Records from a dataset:
****************************************

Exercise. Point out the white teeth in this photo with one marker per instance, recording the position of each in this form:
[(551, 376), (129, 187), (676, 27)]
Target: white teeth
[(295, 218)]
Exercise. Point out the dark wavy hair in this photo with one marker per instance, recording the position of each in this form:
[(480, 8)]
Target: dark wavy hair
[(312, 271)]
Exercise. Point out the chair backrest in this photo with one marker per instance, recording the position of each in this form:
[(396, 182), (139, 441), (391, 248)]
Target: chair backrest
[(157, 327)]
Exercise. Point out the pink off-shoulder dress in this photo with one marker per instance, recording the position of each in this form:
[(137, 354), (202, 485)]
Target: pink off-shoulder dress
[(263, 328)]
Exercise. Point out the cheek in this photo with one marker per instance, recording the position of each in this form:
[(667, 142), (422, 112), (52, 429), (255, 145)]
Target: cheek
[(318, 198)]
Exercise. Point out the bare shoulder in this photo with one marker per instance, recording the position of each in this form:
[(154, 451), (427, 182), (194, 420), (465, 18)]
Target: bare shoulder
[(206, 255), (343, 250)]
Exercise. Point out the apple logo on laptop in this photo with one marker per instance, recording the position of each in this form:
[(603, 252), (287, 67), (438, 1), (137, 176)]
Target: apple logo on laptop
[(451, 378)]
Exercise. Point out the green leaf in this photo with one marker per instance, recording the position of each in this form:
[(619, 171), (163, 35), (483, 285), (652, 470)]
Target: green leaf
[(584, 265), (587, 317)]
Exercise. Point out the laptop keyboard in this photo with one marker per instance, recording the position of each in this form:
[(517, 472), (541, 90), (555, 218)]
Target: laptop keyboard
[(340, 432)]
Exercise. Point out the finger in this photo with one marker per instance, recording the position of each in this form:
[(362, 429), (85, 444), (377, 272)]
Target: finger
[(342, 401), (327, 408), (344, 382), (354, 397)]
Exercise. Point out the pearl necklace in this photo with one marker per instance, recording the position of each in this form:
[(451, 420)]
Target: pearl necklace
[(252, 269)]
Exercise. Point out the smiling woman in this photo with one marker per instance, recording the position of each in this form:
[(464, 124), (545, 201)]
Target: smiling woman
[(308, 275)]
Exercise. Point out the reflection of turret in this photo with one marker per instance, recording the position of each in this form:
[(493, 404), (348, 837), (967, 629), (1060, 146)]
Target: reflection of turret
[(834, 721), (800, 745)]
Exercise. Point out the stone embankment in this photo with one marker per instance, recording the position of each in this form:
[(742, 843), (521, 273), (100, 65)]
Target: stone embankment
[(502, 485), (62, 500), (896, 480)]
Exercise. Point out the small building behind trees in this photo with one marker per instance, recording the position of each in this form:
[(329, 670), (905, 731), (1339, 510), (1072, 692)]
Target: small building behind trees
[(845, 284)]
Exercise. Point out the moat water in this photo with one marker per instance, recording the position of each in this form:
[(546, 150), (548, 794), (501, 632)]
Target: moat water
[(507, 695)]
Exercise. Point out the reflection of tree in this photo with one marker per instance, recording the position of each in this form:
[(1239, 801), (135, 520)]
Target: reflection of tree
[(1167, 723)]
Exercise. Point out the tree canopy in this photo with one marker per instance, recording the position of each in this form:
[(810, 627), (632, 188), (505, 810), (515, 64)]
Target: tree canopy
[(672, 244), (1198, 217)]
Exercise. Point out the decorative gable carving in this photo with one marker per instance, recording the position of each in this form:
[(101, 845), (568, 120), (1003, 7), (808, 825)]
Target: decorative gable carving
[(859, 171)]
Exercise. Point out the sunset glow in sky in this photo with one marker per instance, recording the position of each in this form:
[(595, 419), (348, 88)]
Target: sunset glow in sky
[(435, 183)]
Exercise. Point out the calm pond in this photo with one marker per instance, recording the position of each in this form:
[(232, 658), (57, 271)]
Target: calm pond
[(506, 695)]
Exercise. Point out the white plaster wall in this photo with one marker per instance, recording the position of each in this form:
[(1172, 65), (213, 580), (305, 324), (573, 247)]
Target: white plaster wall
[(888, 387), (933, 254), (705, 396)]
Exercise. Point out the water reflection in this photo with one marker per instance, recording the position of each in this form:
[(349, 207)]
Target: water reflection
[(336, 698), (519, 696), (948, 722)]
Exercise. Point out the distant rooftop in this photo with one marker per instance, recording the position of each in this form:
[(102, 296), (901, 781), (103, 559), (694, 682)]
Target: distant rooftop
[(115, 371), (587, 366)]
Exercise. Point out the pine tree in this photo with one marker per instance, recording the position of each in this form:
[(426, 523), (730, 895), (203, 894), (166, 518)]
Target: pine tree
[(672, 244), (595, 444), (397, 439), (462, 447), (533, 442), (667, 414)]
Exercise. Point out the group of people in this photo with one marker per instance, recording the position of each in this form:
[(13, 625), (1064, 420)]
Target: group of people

****************************************

ASSIGNMENT
For each line above that includes the word "group", make a copy of that line.

PROBLEM SOLUTION
Exercise. Point out the group of people in this photo with one marker per instance, recording the position of each in this form:
Target: group of people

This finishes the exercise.